# [AIM]
The line containing "target | downspout" marks the start; extract exactly from it through the last line of the entries, and omit any pictures.

(Extracted data entries)
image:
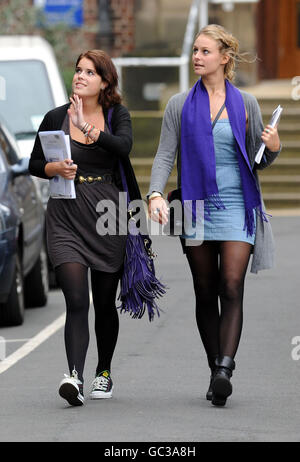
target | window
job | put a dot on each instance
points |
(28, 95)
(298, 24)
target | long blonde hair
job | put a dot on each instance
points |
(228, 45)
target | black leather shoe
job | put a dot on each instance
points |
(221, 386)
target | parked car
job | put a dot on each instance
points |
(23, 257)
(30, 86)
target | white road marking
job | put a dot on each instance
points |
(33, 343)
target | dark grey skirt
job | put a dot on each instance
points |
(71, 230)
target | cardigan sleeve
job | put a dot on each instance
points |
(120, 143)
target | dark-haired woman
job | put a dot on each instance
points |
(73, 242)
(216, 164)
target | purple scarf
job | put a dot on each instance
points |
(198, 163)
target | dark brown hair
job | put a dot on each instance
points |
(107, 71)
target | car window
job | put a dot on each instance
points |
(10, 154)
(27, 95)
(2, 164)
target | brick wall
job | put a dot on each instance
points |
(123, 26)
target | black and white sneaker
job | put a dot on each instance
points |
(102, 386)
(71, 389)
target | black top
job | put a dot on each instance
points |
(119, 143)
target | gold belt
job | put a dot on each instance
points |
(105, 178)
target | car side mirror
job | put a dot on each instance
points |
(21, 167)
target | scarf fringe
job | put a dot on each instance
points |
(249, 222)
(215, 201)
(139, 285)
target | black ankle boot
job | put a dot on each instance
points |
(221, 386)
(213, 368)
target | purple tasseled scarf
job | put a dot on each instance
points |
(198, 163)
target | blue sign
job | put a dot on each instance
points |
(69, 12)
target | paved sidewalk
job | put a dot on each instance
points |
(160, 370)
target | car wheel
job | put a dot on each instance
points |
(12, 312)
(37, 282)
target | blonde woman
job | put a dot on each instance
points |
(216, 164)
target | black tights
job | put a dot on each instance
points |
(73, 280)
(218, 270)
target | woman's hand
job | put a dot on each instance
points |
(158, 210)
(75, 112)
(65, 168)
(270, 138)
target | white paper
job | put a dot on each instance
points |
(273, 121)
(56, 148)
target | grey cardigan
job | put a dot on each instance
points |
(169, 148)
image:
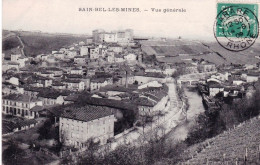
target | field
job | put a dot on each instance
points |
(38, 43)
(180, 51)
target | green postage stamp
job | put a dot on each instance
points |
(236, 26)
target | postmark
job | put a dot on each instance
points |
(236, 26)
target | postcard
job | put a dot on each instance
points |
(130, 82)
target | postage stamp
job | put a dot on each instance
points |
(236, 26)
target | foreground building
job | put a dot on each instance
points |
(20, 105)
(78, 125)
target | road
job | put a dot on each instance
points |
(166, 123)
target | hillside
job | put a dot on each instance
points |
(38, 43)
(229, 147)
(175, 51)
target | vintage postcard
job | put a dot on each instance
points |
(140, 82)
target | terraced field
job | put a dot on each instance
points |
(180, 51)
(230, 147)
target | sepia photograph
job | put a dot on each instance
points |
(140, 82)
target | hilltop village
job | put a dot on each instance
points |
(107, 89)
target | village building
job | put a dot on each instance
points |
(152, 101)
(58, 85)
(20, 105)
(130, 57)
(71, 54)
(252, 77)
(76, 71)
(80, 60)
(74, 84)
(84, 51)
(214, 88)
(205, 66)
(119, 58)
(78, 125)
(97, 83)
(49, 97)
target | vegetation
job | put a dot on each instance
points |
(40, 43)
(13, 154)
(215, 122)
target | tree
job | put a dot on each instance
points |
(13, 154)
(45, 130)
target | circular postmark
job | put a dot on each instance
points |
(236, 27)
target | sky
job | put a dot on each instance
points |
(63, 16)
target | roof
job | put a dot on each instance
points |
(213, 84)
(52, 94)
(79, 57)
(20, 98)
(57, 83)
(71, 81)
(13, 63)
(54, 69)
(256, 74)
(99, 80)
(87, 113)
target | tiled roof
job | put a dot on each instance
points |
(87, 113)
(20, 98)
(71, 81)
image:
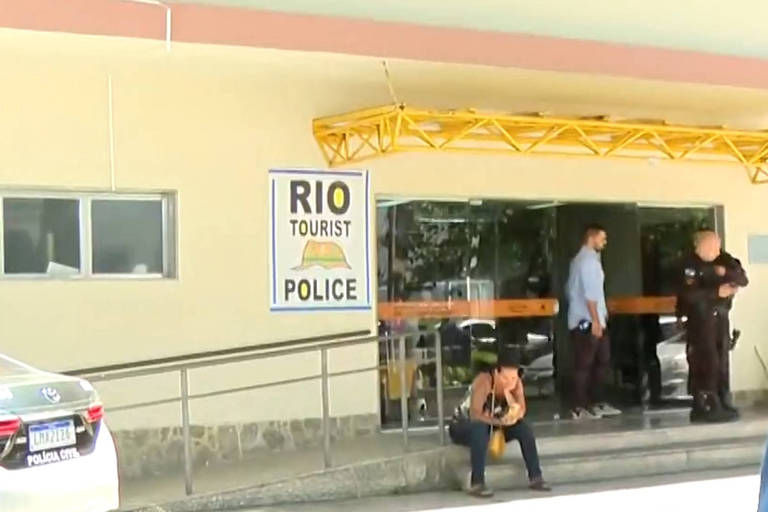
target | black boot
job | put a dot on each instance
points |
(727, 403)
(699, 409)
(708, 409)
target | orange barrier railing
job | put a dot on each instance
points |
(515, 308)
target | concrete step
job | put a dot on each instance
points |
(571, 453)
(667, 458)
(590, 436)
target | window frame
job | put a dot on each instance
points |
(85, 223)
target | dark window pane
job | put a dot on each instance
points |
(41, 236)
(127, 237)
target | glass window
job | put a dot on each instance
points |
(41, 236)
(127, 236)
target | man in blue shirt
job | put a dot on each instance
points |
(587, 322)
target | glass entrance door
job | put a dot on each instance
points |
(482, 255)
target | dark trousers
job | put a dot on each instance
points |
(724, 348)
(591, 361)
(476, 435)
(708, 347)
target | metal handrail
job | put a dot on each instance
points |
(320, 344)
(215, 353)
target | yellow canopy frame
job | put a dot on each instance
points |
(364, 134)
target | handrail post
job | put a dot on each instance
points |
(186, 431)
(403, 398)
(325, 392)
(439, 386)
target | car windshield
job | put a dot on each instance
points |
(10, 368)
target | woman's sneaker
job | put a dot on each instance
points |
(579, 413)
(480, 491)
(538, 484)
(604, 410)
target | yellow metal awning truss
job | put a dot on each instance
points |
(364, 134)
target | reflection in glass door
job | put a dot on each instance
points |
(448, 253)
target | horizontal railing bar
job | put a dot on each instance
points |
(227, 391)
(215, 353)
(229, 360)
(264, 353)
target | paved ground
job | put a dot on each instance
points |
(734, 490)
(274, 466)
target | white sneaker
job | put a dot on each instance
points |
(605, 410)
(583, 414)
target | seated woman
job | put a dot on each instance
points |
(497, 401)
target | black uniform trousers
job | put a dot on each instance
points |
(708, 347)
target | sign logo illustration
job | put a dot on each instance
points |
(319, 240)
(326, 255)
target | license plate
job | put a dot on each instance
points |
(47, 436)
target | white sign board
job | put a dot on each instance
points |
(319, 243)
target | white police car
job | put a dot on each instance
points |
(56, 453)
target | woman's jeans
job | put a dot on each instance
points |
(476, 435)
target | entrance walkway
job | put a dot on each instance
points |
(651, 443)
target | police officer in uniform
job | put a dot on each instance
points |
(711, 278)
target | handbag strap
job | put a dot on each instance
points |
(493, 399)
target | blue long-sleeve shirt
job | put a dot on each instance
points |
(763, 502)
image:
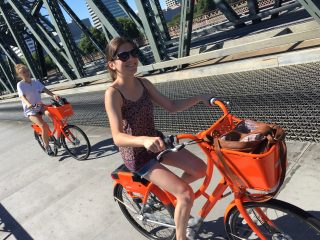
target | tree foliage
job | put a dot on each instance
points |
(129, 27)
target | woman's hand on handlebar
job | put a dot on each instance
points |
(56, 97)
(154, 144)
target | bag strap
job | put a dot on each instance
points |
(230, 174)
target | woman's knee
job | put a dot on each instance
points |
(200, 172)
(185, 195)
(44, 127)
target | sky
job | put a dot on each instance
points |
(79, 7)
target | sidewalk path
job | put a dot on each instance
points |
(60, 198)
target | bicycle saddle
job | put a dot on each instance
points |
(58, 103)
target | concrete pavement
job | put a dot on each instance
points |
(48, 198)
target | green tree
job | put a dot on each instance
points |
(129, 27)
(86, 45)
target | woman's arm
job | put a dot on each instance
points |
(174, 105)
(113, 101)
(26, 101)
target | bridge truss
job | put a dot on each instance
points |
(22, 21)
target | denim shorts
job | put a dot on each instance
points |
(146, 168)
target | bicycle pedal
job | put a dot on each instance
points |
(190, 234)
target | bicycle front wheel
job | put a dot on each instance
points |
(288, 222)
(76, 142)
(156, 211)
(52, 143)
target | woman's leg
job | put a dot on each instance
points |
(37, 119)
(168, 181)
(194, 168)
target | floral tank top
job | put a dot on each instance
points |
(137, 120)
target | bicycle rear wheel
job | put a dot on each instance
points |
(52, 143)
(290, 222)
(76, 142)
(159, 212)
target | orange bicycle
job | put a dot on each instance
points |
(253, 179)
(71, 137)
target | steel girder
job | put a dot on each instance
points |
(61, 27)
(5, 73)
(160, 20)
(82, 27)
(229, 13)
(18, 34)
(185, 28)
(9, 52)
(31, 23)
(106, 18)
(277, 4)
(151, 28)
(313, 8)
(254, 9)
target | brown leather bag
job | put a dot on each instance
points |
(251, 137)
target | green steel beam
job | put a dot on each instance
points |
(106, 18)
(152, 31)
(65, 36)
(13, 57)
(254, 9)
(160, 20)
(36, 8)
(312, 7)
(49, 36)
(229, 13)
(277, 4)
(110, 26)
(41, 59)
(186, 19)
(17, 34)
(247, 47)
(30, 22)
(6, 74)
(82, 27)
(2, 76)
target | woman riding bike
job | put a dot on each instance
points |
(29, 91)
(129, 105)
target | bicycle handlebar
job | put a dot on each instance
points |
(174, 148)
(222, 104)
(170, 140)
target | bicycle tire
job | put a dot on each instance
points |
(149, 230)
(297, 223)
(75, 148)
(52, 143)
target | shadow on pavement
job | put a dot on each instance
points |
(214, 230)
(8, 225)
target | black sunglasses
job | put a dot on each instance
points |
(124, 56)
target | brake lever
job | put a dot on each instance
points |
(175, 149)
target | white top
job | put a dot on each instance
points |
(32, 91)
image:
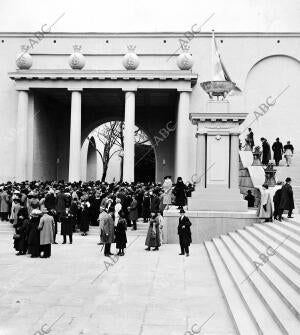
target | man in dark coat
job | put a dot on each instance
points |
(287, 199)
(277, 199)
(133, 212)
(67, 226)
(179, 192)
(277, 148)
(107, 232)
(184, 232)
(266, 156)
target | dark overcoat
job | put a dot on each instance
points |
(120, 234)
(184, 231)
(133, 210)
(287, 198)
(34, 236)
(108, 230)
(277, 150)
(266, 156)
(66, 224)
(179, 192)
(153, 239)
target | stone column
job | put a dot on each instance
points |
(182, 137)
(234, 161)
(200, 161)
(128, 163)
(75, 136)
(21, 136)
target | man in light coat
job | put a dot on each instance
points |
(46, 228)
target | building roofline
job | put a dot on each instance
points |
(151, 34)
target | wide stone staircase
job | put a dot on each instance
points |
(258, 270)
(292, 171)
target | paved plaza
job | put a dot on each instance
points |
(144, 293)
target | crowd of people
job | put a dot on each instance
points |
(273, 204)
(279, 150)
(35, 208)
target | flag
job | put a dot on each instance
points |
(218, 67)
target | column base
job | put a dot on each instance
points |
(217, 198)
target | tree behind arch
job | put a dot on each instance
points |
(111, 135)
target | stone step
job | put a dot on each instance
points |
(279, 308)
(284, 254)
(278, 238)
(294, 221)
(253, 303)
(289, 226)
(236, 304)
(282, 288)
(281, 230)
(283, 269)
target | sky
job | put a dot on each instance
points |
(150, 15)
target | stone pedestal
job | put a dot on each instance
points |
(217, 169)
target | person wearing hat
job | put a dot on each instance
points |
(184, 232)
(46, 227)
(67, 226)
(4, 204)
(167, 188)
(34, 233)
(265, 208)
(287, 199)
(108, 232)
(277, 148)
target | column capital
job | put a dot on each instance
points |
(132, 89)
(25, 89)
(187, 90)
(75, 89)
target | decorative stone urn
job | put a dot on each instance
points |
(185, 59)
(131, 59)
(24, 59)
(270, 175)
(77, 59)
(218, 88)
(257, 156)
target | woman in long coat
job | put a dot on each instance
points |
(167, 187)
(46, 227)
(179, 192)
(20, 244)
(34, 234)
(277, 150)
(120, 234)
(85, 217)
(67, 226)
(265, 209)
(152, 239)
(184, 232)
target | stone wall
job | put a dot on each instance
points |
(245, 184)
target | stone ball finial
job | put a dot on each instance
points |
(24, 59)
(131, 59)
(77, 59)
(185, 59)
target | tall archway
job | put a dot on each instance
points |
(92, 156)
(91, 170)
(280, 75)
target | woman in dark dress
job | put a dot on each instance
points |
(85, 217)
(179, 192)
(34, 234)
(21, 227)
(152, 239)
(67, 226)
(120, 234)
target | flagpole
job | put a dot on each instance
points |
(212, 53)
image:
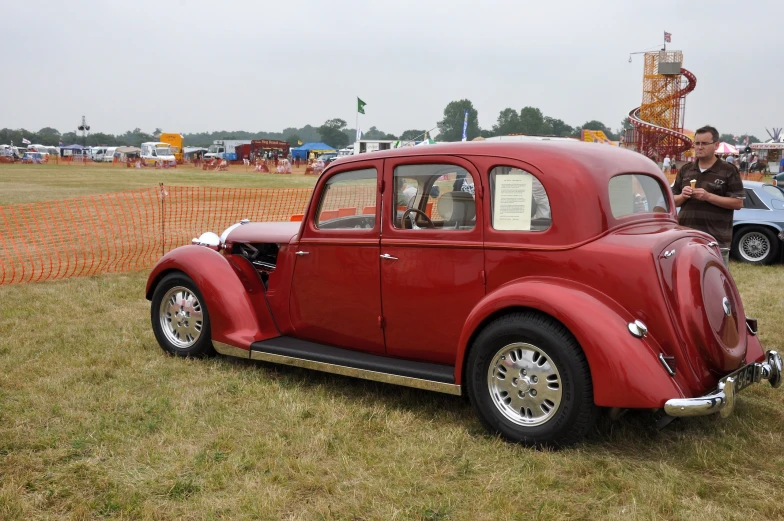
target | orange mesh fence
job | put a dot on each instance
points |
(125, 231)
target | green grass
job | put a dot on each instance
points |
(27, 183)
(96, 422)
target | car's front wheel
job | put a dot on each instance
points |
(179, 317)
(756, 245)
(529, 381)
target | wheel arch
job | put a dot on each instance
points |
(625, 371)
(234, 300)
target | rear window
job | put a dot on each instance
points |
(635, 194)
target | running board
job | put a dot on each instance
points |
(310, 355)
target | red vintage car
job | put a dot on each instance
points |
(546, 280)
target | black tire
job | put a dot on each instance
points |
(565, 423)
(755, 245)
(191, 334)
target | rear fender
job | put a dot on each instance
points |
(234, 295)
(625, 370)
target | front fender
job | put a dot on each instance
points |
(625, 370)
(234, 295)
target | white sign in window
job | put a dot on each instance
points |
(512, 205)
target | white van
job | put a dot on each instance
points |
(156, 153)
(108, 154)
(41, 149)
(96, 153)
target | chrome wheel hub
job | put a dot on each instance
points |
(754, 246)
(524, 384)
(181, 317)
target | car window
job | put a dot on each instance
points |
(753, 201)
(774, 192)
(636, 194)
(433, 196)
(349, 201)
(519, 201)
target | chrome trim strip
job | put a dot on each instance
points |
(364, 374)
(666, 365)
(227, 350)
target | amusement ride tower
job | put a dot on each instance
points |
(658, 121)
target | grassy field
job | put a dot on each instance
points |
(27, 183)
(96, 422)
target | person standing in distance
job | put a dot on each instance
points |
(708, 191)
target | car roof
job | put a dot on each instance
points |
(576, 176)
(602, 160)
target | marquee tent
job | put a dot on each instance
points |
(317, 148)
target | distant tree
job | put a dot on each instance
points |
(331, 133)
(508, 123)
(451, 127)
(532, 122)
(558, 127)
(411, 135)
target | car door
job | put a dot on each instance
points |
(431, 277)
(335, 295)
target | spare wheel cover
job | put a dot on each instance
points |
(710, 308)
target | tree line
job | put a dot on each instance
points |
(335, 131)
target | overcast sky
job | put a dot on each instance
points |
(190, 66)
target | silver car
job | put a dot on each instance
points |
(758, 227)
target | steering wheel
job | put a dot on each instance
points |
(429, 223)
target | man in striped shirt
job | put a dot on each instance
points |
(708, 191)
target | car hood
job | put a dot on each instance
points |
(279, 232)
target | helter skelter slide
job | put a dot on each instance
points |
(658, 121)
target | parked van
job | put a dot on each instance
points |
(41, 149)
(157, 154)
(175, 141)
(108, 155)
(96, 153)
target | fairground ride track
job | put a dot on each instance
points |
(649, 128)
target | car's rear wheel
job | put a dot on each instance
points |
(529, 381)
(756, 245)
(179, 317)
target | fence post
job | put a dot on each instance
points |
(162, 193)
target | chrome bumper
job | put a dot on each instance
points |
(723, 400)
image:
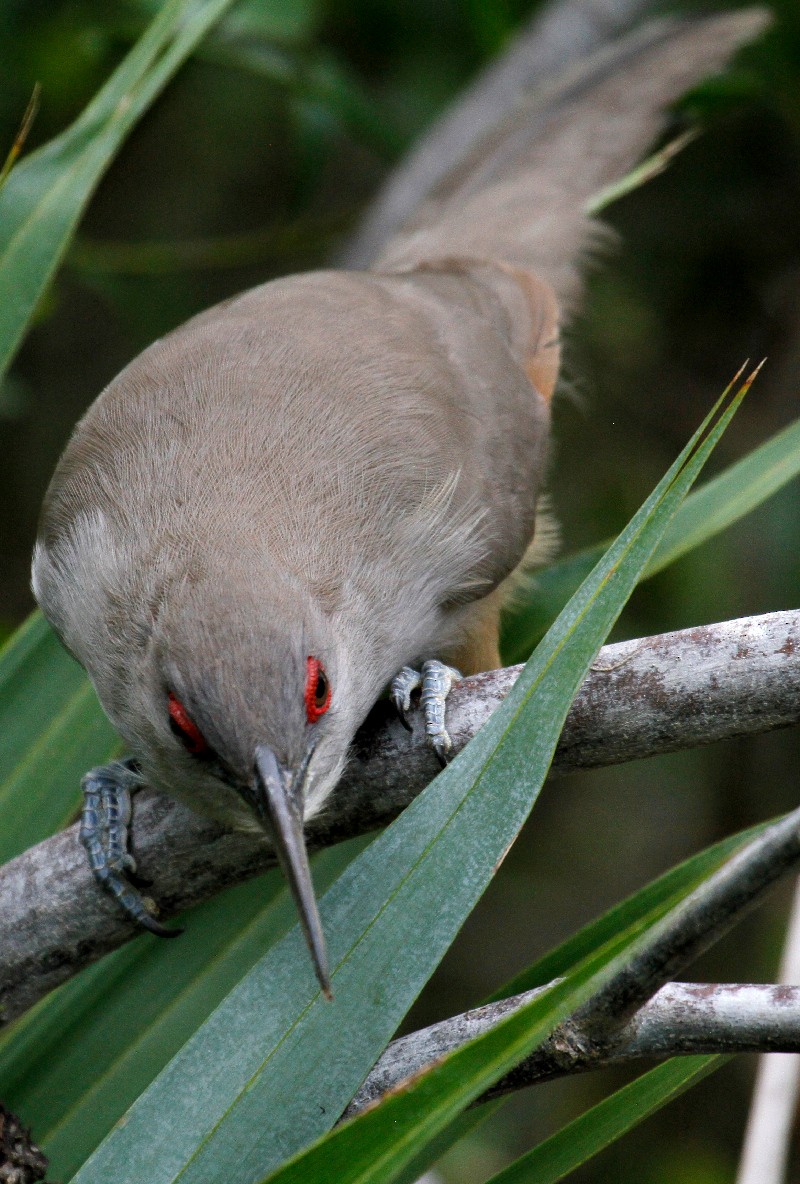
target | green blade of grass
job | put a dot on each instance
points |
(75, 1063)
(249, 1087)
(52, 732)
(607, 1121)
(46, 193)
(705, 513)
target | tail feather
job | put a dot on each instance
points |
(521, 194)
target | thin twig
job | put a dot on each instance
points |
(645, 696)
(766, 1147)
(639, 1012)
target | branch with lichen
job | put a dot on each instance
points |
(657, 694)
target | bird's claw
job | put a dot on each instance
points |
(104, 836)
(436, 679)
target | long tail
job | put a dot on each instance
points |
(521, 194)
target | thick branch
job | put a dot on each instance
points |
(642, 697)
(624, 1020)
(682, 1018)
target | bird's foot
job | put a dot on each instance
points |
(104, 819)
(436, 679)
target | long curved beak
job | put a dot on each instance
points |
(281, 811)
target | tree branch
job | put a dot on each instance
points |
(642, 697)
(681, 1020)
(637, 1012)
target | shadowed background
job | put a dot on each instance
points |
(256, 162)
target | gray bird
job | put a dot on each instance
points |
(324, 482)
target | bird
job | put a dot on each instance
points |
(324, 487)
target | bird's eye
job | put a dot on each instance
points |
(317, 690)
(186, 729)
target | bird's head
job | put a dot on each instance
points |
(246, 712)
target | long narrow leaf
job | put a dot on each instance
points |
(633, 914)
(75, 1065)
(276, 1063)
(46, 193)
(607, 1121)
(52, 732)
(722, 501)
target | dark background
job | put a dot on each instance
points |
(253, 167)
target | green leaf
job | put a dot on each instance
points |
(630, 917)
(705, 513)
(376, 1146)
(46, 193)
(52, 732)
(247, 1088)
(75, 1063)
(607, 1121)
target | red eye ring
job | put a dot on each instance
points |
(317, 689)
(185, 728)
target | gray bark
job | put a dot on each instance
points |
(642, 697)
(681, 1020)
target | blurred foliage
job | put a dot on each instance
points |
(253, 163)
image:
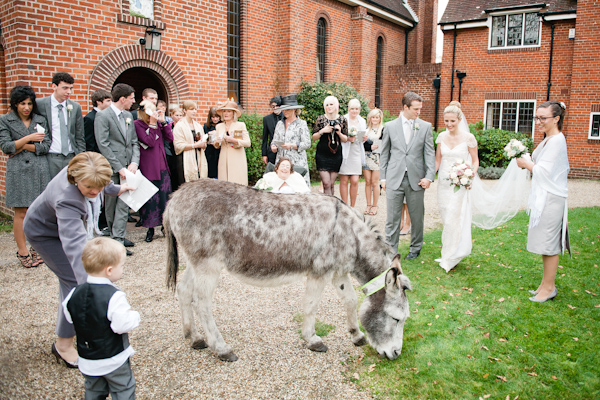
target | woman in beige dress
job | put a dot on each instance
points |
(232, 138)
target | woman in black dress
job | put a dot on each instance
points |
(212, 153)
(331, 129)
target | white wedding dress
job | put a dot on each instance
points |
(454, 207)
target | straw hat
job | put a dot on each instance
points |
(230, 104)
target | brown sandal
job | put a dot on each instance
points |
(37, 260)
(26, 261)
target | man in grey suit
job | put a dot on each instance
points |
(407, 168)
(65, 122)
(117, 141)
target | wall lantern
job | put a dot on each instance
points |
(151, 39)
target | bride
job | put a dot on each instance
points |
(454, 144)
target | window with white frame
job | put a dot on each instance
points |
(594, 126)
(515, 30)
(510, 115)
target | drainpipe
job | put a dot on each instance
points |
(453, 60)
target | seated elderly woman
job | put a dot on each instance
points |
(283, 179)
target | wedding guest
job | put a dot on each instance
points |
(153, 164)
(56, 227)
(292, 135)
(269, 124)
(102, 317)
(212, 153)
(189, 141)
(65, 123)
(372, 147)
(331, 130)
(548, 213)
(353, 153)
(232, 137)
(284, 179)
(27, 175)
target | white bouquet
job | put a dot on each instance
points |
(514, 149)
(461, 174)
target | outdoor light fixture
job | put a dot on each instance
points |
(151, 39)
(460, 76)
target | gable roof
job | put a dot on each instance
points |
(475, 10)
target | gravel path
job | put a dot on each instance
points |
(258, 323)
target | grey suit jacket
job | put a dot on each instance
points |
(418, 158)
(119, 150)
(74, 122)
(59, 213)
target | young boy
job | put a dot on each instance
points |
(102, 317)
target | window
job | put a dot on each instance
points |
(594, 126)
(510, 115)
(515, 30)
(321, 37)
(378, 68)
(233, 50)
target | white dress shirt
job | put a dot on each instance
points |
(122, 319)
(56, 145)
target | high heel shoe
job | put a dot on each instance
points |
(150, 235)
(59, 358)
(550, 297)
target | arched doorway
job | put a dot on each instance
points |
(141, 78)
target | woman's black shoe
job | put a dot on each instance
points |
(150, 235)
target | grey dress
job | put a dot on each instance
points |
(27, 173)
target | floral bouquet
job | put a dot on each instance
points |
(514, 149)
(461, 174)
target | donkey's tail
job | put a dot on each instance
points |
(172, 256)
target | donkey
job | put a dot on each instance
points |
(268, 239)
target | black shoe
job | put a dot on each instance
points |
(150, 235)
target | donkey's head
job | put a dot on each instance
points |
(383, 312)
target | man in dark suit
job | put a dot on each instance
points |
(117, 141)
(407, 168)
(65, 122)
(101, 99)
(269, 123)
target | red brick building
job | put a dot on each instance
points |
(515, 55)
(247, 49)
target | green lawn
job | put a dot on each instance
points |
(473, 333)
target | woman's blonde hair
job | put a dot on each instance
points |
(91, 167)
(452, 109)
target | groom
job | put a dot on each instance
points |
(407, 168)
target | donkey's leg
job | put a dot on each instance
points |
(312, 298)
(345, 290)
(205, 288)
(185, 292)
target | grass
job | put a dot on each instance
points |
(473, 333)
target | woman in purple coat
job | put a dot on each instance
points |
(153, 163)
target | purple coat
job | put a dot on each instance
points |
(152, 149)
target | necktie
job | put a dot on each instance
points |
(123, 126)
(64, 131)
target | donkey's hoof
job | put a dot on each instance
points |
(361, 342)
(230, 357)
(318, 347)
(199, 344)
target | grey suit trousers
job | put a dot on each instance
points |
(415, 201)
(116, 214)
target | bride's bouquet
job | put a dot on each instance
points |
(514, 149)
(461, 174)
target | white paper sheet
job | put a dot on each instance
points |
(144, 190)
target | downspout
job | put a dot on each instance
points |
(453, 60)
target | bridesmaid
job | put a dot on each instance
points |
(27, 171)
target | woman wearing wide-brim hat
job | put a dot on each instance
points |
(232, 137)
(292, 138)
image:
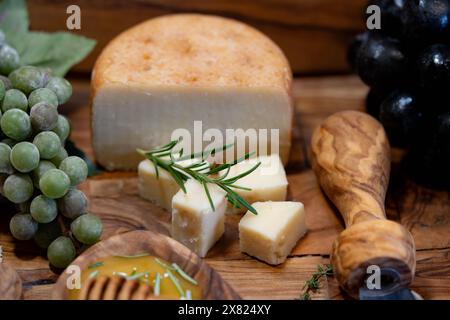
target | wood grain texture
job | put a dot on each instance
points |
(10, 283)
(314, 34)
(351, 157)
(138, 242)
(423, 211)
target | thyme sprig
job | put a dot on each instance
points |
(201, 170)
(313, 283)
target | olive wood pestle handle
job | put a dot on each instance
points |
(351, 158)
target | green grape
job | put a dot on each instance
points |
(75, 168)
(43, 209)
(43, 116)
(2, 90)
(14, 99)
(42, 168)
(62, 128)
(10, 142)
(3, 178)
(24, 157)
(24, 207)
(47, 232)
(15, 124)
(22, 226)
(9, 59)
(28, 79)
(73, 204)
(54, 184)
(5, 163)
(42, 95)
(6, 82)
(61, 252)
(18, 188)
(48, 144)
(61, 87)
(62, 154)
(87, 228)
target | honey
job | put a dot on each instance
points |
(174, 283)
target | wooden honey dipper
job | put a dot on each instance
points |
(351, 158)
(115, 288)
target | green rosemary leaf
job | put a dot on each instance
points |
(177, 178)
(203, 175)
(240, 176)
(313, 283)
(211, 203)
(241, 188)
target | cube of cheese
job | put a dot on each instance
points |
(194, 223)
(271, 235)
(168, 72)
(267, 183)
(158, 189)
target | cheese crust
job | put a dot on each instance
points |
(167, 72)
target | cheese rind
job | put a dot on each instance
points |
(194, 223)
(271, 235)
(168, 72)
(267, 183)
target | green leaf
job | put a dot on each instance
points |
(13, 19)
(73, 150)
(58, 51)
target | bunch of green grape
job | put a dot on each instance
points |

# [EXERCISE RESULT]
target | downspout
job | put a dot on each instance
points |
(453, 60)
target | bridesmaid
job | put a dot on each instance
points |
(27, 171)
target | woman wearing wide-brim hat
job | put a dot on each instance
points |
(232, 137)
(292, 138)
image:
target | wood grain texture
job | put a dot on each instance
points |
(10, 283)
(314, 34)
(351, 157)
(138, 242)
(423, 211)
target | thyme sprig
job | put a dot on each instance
points |
(201, 170)
(313, 283)
target | olive wood pestle handle
job | put a dot on each instance
points |
(351, 158)
target | green grape
job | put a dot on each instance
points |
(75, 168)
(43, 209)
(43, 116)
(2, 90)
(14, 99)
(42, 168)
(62, 128)
(10, 142)
(3, 178)
(24, 157)
(24, 207)
(47, 232)
(15, 124)
(22, 226)
(9, 59)
(28, 79)
(73, 204)
(54, 184)
(5, 163)
(42, 95)
(6, 82)
(61, 252)
(18, 188)
(48, 144)
(61, 87)
(62, 154)
(87, 228)
target | honey
job | put a dot on each instance
points |
(174, 283)
target | wooden honey dipper
job | put a dot on each instance
points |
(351, 158)
(115, 288)
target | green rosemary leaf
job | put a dot on each instance
points |
(177, 178)
(203, 175)
(240, 176)
(313, 283)
(211, 203)
(241, 188)
target | cube of cheese
job | put a dot on each instance
points |
(194, 223)
(271, 235)
(168, 72)
(267, 183)
(158, 189)
target | cheese crust
job | put a dot on each instance
points |
(167, 72)
target | cheese rind
job | put a dot on each instance
points |
(194, 223)
(271, 235)
(168, 72)
(267, 183)
target | green leaf
job | put a dot on each instance
points |
(13, 19)
(73, 150)
(58, 51)
target | bunch of green grape
job | put a dot on each instance
points |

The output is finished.